(INFORMATION SUPPLIED):
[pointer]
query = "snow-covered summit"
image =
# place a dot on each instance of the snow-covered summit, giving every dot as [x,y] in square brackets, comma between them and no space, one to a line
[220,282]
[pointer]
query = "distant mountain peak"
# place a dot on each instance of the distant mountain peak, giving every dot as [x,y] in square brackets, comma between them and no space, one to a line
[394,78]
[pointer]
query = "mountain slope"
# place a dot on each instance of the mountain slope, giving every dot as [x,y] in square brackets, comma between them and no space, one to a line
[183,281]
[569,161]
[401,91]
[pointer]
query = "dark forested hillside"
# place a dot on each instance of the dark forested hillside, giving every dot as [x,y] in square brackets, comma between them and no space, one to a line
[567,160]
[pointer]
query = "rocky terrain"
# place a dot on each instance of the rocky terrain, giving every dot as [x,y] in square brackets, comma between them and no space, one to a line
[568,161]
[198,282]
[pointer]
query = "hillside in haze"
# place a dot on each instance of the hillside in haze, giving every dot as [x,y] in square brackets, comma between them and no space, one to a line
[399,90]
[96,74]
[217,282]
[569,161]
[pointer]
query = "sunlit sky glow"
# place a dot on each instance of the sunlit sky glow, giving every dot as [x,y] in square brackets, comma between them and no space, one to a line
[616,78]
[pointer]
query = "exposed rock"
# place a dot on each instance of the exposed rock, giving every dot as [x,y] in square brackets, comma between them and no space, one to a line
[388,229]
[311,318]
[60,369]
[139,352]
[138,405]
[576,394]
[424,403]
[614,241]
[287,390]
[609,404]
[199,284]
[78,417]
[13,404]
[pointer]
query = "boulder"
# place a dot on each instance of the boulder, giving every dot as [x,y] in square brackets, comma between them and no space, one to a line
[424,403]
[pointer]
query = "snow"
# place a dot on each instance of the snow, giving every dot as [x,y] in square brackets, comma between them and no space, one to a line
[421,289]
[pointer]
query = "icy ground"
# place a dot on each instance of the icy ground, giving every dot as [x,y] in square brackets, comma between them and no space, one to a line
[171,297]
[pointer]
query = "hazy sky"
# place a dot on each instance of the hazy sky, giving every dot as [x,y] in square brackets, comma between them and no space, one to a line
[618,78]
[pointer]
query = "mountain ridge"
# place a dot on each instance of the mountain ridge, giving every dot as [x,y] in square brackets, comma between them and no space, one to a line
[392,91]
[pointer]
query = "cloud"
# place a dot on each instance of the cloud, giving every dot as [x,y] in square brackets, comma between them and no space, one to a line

(YOUR INSTRUCTIONS): Copy out each line above that contains the word "exposed".

(THE SOLUTION):
query = "exposed rock"
# place a dot on each instance of the exposed rock, giving every dot as [x,y] in square brackets, comma between them and no space, one to a line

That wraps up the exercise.